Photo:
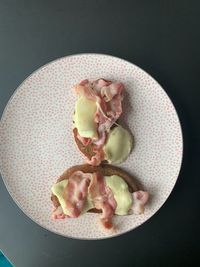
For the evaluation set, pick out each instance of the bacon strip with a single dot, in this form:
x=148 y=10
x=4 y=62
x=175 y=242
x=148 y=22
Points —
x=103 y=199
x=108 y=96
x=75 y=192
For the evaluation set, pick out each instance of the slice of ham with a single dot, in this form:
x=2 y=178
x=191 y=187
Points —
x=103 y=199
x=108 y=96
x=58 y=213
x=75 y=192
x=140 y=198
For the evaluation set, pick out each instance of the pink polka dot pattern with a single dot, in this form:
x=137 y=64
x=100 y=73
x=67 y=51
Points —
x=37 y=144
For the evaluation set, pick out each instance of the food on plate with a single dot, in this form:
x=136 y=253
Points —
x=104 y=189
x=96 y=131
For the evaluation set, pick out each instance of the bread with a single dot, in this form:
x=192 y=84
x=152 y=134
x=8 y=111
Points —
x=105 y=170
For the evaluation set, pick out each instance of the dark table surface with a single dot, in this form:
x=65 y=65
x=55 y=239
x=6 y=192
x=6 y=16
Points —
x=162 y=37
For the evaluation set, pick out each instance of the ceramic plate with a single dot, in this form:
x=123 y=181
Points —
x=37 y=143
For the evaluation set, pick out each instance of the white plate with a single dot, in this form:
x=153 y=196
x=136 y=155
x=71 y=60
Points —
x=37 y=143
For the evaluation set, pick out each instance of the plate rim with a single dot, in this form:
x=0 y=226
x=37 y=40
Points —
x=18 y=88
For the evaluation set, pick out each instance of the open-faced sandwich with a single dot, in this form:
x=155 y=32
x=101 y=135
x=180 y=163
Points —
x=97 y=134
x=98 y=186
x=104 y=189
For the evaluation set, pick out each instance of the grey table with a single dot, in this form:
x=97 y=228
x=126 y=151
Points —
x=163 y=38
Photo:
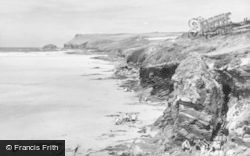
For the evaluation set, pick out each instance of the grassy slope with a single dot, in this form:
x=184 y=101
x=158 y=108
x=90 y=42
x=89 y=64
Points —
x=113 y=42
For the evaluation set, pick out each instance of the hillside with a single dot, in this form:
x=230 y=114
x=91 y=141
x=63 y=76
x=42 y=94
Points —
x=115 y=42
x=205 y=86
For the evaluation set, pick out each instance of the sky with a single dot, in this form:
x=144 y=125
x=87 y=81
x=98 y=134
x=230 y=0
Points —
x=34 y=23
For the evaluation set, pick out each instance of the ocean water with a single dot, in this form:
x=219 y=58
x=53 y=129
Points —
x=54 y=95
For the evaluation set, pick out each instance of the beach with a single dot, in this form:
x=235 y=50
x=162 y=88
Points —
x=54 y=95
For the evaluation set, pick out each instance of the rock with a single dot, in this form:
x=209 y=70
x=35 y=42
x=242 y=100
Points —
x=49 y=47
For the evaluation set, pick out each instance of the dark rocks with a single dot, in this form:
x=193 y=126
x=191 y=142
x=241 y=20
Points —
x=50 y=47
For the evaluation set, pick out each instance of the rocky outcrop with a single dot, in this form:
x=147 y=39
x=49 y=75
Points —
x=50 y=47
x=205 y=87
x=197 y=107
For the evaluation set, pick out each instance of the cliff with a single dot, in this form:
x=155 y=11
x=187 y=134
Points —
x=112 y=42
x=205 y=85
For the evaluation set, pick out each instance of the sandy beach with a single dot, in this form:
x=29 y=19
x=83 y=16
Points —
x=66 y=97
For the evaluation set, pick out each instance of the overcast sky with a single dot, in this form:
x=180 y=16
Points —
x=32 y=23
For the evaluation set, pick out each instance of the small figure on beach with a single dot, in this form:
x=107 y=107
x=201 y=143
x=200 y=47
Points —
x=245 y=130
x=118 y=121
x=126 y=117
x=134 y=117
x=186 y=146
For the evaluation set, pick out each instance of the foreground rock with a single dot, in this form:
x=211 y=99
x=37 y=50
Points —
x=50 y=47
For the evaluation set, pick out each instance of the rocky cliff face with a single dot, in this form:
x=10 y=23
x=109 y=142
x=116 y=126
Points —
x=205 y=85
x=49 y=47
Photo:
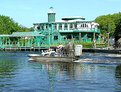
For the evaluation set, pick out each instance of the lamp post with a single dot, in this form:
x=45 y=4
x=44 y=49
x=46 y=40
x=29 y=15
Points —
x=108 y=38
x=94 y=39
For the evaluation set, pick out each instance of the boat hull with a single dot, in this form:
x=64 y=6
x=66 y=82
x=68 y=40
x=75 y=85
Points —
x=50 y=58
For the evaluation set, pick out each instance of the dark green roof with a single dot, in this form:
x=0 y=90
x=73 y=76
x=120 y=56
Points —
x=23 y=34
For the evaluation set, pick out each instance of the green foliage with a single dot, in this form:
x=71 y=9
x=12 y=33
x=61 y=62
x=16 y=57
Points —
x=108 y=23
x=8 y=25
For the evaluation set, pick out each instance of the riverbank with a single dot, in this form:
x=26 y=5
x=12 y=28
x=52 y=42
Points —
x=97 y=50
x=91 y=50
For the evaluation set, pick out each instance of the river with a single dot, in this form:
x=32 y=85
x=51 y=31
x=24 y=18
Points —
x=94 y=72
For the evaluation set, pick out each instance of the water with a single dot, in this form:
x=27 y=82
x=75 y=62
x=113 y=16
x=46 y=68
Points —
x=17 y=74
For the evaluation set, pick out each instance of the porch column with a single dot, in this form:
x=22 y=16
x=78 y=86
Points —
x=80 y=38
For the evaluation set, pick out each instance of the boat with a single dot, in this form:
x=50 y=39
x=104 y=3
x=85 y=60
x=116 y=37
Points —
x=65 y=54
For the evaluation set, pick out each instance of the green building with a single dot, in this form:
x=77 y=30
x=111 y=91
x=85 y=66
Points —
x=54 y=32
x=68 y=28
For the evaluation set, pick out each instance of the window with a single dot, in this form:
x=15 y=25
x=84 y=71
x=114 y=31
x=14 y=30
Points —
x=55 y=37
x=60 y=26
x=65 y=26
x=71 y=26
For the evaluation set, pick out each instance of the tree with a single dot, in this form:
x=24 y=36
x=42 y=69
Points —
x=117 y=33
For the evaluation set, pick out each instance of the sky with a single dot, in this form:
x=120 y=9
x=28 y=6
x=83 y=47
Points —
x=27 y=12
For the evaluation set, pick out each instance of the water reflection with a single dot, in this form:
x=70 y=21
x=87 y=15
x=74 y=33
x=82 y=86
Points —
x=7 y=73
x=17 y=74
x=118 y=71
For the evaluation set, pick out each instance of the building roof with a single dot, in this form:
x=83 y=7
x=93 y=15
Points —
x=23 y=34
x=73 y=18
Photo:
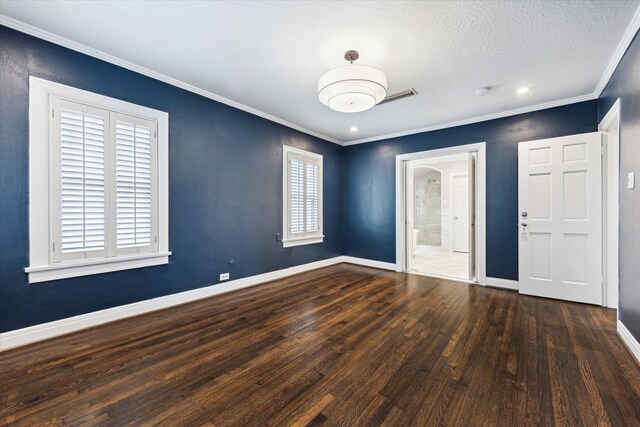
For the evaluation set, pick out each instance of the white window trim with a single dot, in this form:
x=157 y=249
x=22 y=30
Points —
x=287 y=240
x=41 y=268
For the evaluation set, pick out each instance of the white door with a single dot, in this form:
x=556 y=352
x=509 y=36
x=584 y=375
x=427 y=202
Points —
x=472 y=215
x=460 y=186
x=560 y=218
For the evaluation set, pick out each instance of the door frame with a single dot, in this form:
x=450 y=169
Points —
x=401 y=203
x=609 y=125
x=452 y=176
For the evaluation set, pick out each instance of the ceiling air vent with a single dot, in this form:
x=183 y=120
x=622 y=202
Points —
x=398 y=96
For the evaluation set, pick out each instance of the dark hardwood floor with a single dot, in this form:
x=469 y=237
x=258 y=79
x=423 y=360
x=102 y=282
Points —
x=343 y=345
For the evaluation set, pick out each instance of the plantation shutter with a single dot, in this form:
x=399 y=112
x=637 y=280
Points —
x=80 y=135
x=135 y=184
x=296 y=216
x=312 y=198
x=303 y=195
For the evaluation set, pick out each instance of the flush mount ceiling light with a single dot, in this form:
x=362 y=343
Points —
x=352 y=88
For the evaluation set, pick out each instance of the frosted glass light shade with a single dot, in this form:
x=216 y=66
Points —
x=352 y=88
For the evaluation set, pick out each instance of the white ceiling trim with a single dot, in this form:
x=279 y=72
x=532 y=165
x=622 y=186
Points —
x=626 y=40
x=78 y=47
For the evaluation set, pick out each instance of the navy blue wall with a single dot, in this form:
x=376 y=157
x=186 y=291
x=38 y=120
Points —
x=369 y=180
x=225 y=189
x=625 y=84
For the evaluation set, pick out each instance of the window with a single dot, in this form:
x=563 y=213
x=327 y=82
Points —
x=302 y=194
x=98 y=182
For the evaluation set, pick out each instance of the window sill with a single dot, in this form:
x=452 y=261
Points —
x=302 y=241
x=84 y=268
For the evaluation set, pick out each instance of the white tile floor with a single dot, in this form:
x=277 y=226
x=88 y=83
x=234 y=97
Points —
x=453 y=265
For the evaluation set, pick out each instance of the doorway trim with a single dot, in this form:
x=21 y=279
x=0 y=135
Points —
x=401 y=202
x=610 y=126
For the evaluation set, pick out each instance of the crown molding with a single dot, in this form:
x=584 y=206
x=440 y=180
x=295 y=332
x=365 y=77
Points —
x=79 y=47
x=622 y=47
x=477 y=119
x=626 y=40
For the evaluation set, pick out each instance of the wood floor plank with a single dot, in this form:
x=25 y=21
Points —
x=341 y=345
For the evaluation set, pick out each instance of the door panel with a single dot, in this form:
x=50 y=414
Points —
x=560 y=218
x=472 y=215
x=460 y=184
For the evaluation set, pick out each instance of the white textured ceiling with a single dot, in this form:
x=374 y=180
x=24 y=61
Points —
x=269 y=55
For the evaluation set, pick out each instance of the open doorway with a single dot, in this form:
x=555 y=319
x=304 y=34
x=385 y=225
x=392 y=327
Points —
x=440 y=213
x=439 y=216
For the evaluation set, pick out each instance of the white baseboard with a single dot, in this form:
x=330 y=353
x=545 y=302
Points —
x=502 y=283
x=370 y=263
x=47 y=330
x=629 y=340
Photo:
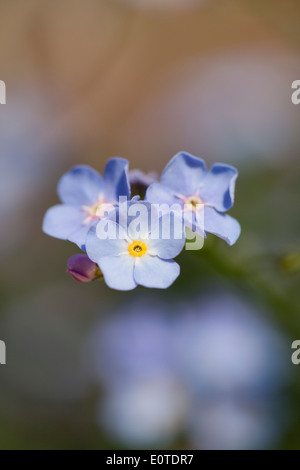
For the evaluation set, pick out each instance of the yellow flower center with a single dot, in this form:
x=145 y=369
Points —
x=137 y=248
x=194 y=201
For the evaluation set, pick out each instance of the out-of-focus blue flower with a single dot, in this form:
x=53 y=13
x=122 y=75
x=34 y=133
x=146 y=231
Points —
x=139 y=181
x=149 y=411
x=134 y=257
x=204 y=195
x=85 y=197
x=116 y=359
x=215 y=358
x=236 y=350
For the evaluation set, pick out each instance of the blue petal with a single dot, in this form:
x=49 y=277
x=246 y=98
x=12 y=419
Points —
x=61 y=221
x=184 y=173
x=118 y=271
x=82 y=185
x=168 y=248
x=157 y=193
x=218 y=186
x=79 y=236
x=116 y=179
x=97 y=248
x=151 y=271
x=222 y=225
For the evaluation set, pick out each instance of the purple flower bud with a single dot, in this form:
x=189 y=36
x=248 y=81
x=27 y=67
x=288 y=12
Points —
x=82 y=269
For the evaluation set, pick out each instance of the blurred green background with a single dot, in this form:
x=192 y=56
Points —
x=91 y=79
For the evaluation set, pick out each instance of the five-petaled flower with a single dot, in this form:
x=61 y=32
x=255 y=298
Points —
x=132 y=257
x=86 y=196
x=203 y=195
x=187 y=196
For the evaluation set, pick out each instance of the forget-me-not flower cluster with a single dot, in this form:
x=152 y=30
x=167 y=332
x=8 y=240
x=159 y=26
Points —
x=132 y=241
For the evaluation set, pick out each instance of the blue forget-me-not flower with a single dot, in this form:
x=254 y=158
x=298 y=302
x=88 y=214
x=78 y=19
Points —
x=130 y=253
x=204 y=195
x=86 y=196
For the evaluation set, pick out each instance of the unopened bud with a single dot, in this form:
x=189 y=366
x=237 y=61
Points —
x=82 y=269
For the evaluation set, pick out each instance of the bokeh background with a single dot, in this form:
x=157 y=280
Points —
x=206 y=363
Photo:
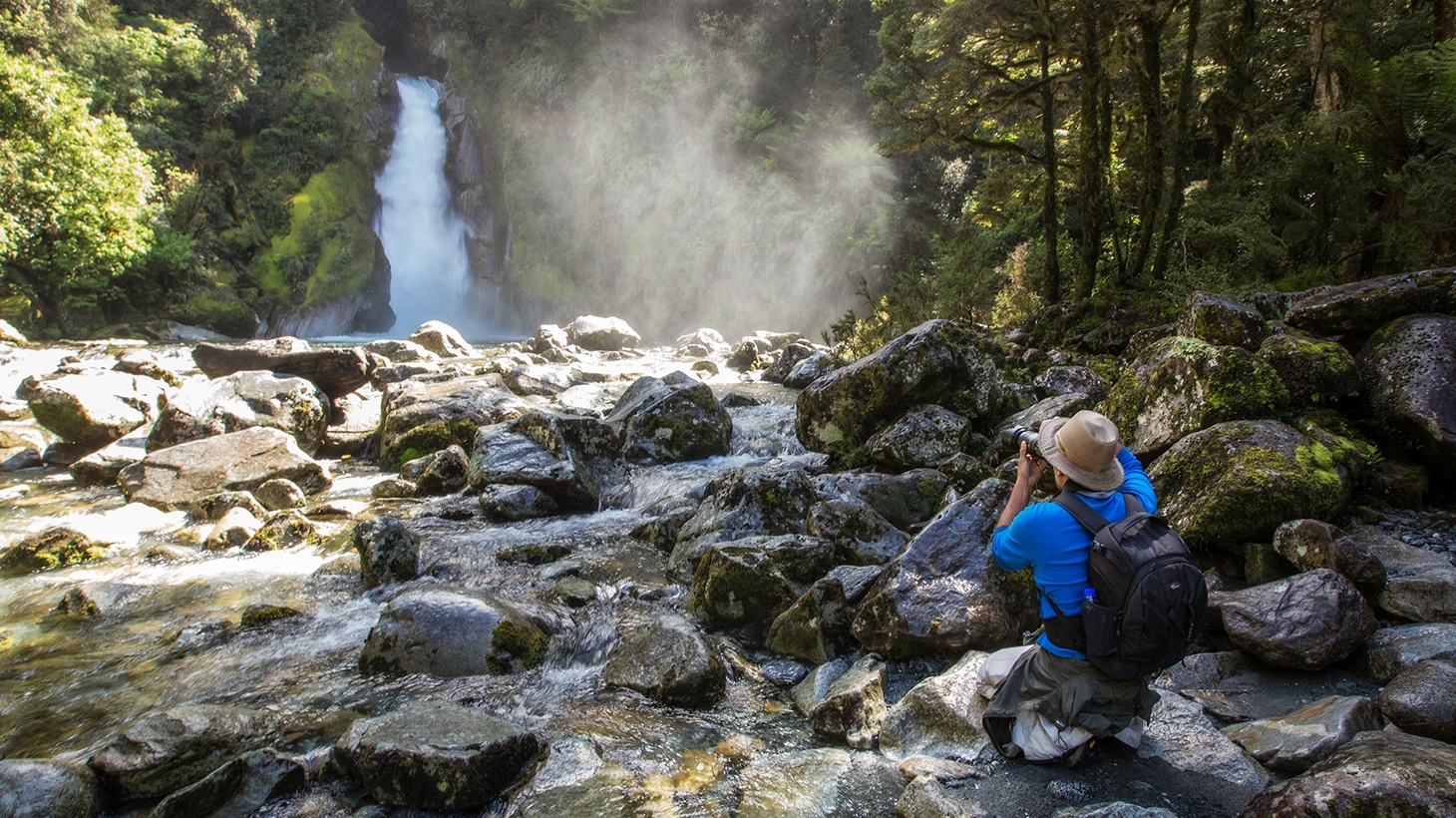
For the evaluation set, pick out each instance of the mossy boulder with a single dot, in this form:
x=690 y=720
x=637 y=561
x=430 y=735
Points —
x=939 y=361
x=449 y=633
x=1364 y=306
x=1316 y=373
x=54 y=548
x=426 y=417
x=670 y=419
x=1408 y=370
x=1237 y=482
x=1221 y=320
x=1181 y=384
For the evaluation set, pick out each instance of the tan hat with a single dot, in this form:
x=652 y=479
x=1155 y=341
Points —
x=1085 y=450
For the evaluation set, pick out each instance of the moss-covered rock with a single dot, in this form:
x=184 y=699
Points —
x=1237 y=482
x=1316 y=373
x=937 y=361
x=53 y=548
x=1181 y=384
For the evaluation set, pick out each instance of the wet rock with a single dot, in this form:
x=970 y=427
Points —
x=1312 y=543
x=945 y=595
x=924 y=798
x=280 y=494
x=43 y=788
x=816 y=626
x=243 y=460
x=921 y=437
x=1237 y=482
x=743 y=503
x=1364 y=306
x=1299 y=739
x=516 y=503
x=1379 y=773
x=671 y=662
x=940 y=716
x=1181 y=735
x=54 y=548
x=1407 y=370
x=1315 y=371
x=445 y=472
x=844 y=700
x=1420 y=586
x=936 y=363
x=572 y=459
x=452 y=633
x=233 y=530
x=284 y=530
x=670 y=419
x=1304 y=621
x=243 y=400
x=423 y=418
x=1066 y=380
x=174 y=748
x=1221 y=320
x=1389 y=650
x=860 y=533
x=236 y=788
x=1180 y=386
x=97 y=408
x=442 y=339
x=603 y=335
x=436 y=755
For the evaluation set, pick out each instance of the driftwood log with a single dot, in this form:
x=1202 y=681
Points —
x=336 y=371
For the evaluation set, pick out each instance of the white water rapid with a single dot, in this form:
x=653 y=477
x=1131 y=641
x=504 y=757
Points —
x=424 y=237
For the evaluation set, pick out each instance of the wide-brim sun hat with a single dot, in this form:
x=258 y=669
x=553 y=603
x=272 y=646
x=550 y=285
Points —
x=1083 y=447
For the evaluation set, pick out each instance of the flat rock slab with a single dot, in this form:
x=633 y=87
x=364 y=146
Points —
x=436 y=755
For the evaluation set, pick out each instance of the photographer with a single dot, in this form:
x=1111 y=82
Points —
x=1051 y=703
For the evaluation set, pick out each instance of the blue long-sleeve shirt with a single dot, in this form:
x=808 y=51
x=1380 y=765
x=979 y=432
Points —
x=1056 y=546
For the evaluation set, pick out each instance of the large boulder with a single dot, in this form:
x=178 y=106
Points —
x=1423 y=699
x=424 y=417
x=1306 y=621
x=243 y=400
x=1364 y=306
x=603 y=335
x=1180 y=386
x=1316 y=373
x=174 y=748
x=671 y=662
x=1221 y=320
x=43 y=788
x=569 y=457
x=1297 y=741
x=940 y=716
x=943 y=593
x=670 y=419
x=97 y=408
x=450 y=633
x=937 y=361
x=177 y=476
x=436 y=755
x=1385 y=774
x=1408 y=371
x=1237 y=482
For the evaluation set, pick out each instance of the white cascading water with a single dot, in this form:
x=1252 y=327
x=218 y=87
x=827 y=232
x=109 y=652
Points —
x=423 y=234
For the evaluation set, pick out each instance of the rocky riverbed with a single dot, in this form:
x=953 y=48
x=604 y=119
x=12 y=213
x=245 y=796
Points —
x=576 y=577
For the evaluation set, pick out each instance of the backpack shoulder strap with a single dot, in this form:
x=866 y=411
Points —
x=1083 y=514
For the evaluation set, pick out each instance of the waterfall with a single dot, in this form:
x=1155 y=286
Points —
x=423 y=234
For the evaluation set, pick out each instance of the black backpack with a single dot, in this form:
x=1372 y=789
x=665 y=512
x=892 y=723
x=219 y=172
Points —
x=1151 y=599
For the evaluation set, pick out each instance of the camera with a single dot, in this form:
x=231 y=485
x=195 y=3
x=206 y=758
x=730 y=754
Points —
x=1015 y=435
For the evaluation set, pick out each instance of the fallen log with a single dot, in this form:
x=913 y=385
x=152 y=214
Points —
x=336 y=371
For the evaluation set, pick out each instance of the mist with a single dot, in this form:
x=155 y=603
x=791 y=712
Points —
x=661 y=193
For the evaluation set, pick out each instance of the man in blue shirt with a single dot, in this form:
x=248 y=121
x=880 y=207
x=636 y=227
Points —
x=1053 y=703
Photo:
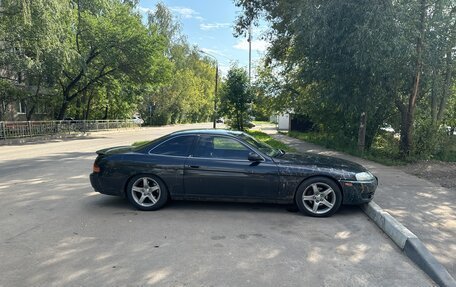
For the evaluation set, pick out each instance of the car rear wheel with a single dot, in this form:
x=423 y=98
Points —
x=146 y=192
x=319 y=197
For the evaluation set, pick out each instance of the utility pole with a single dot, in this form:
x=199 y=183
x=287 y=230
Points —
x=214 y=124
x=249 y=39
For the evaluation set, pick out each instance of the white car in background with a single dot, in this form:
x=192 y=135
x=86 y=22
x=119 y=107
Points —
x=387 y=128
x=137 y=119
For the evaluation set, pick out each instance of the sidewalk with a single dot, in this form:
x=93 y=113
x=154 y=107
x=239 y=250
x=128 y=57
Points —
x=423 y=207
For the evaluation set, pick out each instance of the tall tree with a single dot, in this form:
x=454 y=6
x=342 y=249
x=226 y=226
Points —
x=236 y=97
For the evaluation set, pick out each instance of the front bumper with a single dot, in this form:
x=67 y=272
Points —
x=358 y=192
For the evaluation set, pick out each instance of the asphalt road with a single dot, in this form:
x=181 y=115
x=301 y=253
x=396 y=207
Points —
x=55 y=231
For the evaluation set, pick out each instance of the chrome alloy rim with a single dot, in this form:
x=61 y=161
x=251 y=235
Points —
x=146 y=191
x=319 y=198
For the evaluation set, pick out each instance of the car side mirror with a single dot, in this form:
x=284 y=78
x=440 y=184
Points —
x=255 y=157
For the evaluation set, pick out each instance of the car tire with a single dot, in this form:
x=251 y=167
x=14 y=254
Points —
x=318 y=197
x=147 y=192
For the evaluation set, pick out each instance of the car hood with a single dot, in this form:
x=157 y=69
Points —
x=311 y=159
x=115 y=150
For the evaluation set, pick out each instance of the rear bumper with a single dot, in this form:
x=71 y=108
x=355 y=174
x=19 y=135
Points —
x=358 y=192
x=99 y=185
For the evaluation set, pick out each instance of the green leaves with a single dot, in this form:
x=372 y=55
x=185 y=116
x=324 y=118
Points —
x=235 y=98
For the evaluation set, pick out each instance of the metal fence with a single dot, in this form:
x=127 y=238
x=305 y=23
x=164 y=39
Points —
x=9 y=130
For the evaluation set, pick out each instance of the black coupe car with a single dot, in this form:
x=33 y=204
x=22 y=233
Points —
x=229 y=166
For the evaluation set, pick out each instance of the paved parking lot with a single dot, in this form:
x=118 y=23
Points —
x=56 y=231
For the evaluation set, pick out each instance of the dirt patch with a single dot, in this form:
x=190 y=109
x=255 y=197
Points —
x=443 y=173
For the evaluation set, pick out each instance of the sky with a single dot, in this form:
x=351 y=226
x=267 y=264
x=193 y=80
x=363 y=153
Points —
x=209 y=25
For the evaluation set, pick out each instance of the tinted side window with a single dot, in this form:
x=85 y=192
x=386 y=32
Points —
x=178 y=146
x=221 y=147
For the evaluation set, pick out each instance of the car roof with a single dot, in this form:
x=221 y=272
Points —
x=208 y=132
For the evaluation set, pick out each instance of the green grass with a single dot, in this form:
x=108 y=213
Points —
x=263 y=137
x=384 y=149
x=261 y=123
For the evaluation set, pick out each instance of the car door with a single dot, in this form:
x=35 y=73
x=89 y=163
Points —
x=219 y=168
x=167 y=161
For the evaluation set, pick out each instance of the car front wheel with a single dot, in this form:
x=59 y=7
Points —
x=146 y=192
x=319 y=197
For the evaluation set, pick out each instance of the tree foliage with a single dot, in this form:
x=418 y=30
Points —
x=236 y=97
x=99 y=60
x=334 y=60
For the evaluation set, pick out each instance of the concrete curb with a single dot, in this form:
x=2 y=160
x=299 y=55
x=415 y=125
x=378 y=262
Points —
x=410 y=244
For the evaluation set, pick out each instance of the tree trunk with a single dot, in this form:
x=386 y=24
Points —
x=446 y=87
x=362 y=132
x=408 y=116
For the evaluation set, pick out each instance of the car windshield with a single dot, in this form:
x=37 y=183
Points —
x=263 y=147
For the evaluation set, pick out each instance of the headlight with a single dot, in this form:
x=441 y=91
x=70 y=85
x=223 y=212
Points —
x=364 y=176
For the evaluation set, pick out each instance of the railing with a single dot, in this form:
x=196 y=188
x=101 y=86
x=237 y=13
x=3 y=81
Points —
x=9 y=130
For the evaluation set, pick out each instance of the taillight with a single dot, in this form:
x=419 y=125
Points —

--------

▶ **DIRECTIONS**:
Return the lines above, from the one containing "the tree trunk" to the end, exactly as they stand.

▶ **WRITTEN SOLUTION**:
For the evaluation set, pick out each instance of the tree trunk with a single dot, in this form:
x=386 y=24
Points —
x=446 y=87
x=362 y=132
x=408 y=116
For the evaluation set, pick out each instance of the car windshield with a single dot, in this form:
x=37 y=183
Points —
x=263 y=147
For the evaluation set, pick out each instance of the headlight with a single dot, in this form:
x=441 y=91
x=70 y=85
x=223 y=212
Points —
x=364 y=176
For the evaluation set, pick out each instance of the railing with a single dot, in this form:
x=196 y=188
x=101 y=86
x=237 y=13
x=3 y=81
Points —
x=9 y=130
For the evaluation set, pick out each instance of the taillight with a single dot, in this form:
x=419 y=125
Points —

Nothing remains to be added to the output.